_Given problem_
Convert the material below into a JSON list of strings with one string per line, omitting blank lines and any images.

_Excerpts from a pointing dataset_
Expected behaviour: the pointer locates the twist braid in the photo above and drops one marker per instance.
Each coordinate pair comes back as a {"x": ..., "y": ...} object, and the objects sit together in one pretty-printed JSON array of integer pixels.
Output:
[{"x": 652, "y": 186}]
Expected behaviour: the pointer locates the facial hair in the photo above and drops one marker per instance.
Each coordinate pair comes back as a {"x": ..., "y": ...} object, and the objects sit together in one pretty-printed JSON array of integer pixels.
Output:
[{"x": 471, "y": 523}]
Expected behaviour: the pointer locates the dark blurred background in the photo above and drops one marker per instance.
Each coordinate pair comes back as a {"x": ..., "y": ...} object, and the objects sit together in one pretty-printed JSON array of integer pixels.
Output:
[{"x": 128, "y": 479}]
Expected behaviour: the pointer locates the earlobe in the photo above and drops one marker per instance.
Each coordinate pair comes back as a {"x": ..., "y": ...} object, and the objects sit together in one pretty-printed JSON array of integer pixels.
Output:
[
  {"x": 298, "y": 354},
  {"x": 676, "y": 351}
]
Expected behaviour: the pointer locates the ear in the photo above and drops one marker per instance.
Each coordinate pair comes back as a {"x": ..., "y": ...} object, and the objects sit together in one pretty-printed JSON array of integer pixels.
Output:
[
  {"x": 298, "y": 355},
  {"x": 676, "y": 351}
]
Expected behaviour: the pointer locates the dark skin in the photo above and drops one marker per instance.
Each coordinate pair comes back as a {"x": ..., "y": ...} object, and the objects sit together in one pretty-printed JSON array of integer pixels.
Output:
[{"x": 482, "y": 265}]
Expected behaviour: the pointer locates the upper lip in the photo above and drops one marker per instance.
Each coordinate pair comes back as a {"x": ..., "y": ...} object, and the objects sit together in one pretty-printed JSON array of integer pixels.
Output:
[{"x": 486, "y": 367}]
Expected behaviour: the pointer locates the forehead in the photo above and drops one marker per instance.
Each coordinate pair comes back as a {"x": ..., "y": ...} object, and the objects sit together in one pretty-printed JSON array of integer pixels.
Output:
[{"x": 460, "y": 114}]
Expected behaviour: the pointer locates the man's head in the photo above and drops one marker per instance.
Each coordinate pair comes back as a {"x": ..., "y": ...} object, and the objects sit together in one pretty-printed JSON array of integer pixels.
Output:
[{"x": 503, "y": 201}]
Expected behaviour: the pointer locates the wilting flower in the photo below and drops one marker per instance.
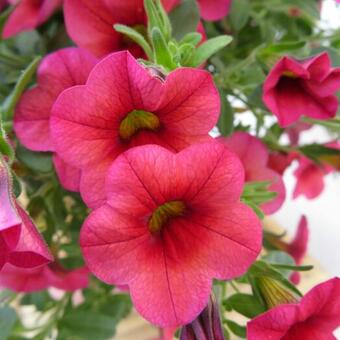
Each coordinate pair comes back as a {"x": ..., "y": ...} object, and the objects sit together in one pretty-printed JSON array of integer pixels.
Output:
[
  {"x": 90, "y": 23},
  {"x": 20, "y": 243},
  {"x": 57, "y": 72},
  {"x": 10, "y": 221},
  {"x": 28, "y": 15},
  {"x": 43, "y": 277},
  {"x": 254, "y": 157},
  {"x": 297, "y": 88},
  {"x": 171, "y": 223},
  {"x": 123, "y": 105},
  {"x": 310, "y": 178},
  {"x": 316, "y": 316},
  {"x": 207, "y": 326}
]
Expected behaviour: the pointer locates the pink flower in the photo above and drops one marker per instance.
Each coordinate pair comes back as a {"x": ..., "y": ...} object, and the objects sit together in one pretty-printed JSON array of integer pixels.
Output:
[
  {"x": 90, "y": 23},
  {"x": 316, "y": 316},
  {"x": 310, "y": 178},
  {"x": 254, "y": 157},
  {"x": 28, "y": 15},
  {"x": 171, "y": 223},
  {"x": 297, "y": 88},
  {"x": 212, "y": 10},
  {"x": 121, "y": 106},
  {"x": 57, "y": 72},
  {"x": 43, "y": 277}
]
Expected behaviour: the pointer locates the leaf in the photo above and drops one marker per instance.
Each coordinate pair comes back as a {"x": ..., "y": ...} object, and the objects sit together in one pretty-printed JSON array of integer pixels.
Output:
[
  {"x": 236, "y": 328},
  {"x": 277, "y": 257},
  {"x": 162, "y": 54},
  {"x": 209, "y": 48},
  {"x": 87, "y": 325},
  {"x": 226, "y": 119},
  {"x": 23, "y": 81},
  {"x": 37, "y": 161},
  {"x": 136, "y": 37},
  {"x": 7, "y": 321},
  {"x": 239, "y": 14},
  {"x": 245, "y": 304},
  {"x": 184, "y": 18}
]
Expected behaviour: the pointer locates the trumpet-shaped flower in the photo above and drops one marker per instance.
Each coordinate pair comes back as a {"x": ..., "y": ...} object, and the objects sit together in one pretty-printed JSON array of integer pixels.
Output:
[
  {"x": 57, "y": 72},
  {"x": 123, "y": 105},
  {"x": 316, "y": 316},
  {"x": 43, "y": 277},
  {"x": 296, "y": 88},
  {"x": 254, "y": 157},
  {"x": 171, "y": 223}
]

_Solved problem_
[
  "Expected behaviour: the pointer locates the twist braid in the photo above and drops one marker per instance.",
  "Each coordinate pair comes back as a {\"x\": ..., \"y\": ...} object, and the objects sit together in one pretty-printed JSON array of integer pixels.",
  "Output:",
  "[{\"x\": 652, \"y\": 186}]",
  "Expected behaviour: the pointer locates the facial hair in the photo above and drops one marker per instance.",
  "Each coordinate pair comes back as a {\"x\": ..., \"y\": ...} object, and the objects sit together in one pretty-printed JSON array of integer pixels.",
  "Output:",
  "[{\"x\": 471, \"y\": 523}]",
  "Expected behaviour: the pointer locates the dark blurred background in the photo above and drops one marker per instance.",
  "Each coordinate pair comes back as a {\"x\": ..., \"y\": ...} object, and the objects sit together in one pretty-printed JSON array of integer pixels.",
  "Output:",
  "[{\"x\": 128, \"y\": 479}]",
  "Expected behaviour: the pointer locates the earlobe in the photo above and drops one marker per instance.",
  "Each coordinate pair comes back as a {\"x\": ..., \"y\": ...} object, and the objects sit together in one pretty-printed JSON array of integer pixels.",
  "Output:",
  "[",
  "  {\"x\": 298, \"y\": 354},",
  "  {\"x\": 676, \"y\": 351}",
  "]",
  "Expected behaviour: the pointer locates the ear in the photo above and drops one marker per instance.",
  "Each coordinate pair comes back as a {\"x\": ..., \"y\": ...} object, and the objects sit together in one pretty-printed JSON array of integer pixels.",
  "Output:",
  "[",
  "  {\"x\": 298, \"y\": 355},",
  "  {\"x\": 676, \"y\": 351}",
  "]",
  "Expected behaviour: the pointer locates the dark skin in the photo above and drops one marker per instance.",
  "Each coordinate pair comes back as a {\"x\": ..., \"y\": ...} object, and the objects sit together in one pretty-printed JSON array of integer pixels.",
  "Output:",
  "[{\"x\": 482, \"y\": 265}]",
  "Expected behaviour: the pointer locates the upper lip in the photo above and drops one marker per instance.",
  "Each coordinate pair comes back as a {\"x\": ..., \"y\": ...} object, and the objects sit together in one pretty-printed JSON array of integer pixels.",
  "Output:",
  "[{\"x\": 486, \"y\": 367}]",
  "Expected behaviour: the pointer locates the forehead in the photo above and drops one marker per instance.",
  "Each coordinate pair comes back as a {\"x\": ..., \"y\": ...} object, and the objects sit together in one pretty-printed JSON array of integer pixels.",
  "Output:",
  "[{\"x\": 460, \"y\": 114}]",
  "Expected behaviour: the pointer locates the man's head in the photo above and drops one marker per instance.",
  "Each coordinate pair comes back as a {\"x\": ..., \"y\": ...} object, and the objects sit together in one pretty-printed JSON array of integer pixels.",
  "Output:",
  "[{\"x\": 503, \"y\": 201}]",
  "Expected behaviour: the pointer locates the wilting flower in the photo below and drops one marker per instance.",
  "Each coordinate pair comes back as a {\"x\": ..., \"y\": ...} object, and the objects sit together in one pretty-printed JSON array of integer pixels.",
  "Output:",
  "[",
  "  {\"x\": 90, \"y\": 23},",
  "  {\"x\": 20, \"y\": 243},",
  "  {\"x\": 57, \"y\": 72},",
  "  {\"x\": 10, \"y\": 221},",
  "  {\"x\": 28, \"y\": 15},",
  "  {\"x\": 43, \"y\": 277},",
  "  {\"x\": 254, \"y\": 157},",
  "  {\"x\": 297, \"y\": 88},",
  "  {\"x\": 171, \"y\": 223},",
  "  {\"x\": 123, \"y\": 105},",
  "  {\"x\": 310, \"y\": 178},",
  "  {\"x\": 316, \"y\": 316},",
  "  {\"x\": 207, \"y\": 326}",
  "]",
  "Expected behaviour: the pointer locates the pink flower in the photo above and drops one marker per instance.",
  "Each coordinate pair comes back as a {\"x\": ..., \"y\": ...} object, and the objects sit together in one pretty-printed JSON array of integer pixels.",
  "Output:",
  "[",
  "  {\"x\": 90, \"y\": 23},",
  "  {\"x\": 316, \"y\": 316},",
  "  {\"x\": 310, \"y\": 178},",
  "  {\"x\": 254, \"y\": 157},",
  "  {\"x\": 28, \"y\": 15},",
  "  {\"x\": 171, \"y\": 223},",
  "  {\"x\": 297, \"y\": 88},",
  "  {\"x\": 212, \"y\": 10},",
  "  {\"x\": 121, \"y\": 106},",
  "  {\"x\": 57, \"y\": 72},",
  "  {\"x\": 43, \"y\": 277}",
  "]",
  "Expected behaviour: the pointer locates the leaf in the photo above and drops one marker per instance.",
  "Each coordinate pair comes back as a {\"x\": ..., \"y\": ...} object, and the objects sit together in one pretty-printed JSON array of integer pixels.",
  "Output:",
  "[",
  "  {\"x\": 236, \"y\": 328},",
  "  {\"x\": 277, \"y\": 257},",
  "  {\"x\": 162, \"y\": 54},",
  "  {\"x\": 209, \"y\": 48},",
  "  {\"x\": 87, \"y\": 325},",
  "  {\"x\": 226, \"y\": 119},",
  "  {\"x\": 23, \"y\": 81},",
  "  {\"x\": 37, \"y\": 161},",
  "  {\"x\": 136, \"y\": 37},",
  "  {\"x\": 7, \"y\": 321},",
  "  {\"x\": 239, \"y\": 14},",
  "  {\"x\": 245, \"y\": 304},",
  "  {\"x\": 184, \"y\": 18}",
  "]",
  "Expected behaviour: the pointer locates the trumpet-shaped flower in the photo above and drops one marker per instance.",
  "Each coordinate pair comes back as a {\"x\": ..., \"y\": ...} object, and the objects sit together in one pretty-printed JSON array of integer pixels.",
  "Output:",
  "[",
  "  {\"x\": 57, \"y\": 72},",
  "  {\"x\": 123, \"y\": 105},",
  "  {\"x\": 316, \"y\": 316},",
  "  {\"x\": 43, \"y\": 277},",
  "  {\"x\": 296, \"y\": 88},",
  "  {\"x\": 254, \"y\": 157},",
  "  {\"x\": 171, \"y\": 223}",
  "]"
]